→ **WHAT YOU HAVE TO DO**: Pick out each line in the entries below that contains the word "column" and copy those lines. Case counts.
-- start ROWS --
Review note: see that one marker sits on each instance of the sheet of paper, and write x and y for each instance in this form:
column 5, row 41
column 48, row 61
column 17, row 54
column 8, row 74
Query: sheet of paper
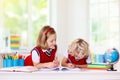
-- end ROWS --
→ **PROBLEM SOLUTION**:
column 5, row 41
column 48, row 61
column 17, row 54
column 8, row 74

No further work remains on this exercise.